• _Short exercise_
Repeat every one of the lines below word for word, omitting the pictures from your answer.

[Rows from a pointing dataset]

-- Begin --

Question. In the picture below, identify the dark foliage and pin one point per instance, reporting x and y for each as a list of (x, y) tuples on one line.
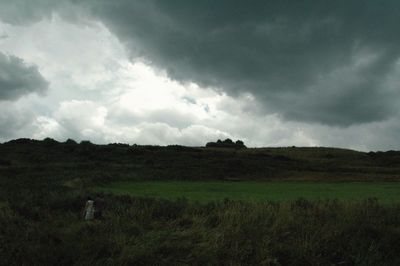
[(44, 185)]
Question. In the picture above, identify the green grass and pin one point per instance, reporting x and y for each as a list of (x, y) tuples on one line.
[(206, 191)]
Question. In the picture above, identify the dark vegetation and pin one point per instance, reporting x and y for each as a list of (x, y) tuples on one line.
[(44, 184)]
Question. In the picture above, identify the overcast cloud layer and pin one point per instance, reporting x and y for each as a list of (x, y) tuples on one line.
[(17, 78), (269, 72)]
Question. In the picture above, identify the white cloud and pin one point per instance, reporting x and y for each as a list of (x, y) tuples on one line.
[(97, 93)]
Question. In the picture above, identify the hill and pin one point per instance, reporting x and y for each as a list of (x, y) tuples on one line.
[(87, 162)]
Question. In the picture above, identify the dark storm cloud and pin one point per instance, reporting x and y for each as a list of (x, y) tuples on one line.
[(17, 78), (318, 61)]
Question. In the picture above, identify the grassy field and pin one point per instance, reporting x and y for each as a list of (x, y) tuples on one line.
[(206, 191)]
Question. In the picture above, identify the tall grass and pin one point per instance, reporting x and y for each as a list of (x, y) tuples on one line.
[(146, 231)]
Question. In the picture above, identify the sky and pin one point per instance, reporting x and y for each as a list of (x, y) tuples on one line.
[(270, 73)]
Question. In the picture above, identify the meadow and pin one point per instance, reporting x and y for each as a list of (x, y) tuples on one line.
[(257, 191)]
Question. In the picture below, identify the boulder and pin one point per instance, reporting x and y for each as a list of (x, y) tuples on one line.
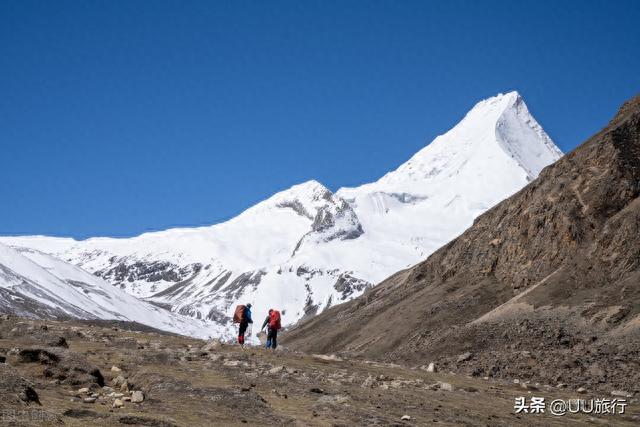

-- End --

• _Written reply_
Question. In the picture below, identify the dark foliage and pin one point per instance, reporting x and y for each as a list of (x, y) tuples on one line.
[(44, 185)]
Question. In the picture above, identify the green grass and pin one point per instance, reporting x and y for each as a list of (x, y) tuples on one line.
[(206, 191)]
Question. In the picture above, identify the dark vegetation and pin one point per instance, reporting x and y for each as a list of (x, y) tuples on one line.
[(44, 184)]
Question. In the picture above, identify the overcast cloud layer and pin one point per instance, reporting x and y for each as a list of (x, y) tuples on one line.
[(17, 78), (269, 72)]
Question. In the picture above, identify the white cloud and pin one point per instance, reporting x and y for each as a list of (x, y) tuples on one line.
[(97, 93)]
Question. In the picture above, identify the hill and pin one point per instance, reporting x and y for each as a list of (x, y) tuples on one line.
[(87, 162)]
Question. In the picture above, identify the dark storm cloud and pin one point per instance, reporting x and y for each as a list of (x, y) tuples on one line.
[(17, 78), (318, 61)]
Question. In the picture above, identify the grassy field and pin one point per instance, reporting x and y for each as a list of (x, y) tuples on one line.
[(206, 191)]
Question. In the picture above, identify the tall grass and pin one point per instance, reporting x and y for each as a list of (x, y) tuples on one line.
[(146, 231)]
Question. In the picture above, identify the sky and pin one point per instance, reporting x and y for each as a list of (x, y) tuples on one line.
[(270, 73)]
Question. In the picture above, identify the meadow and pin one point per instance, reporting x and y for each as a list of (x, y) tuples on one line.
[(257, 191)]
Question. In the picture below, identify the boulder and pin one point per instance, reporting x and y for each as a list of (x, y) tuples on one line.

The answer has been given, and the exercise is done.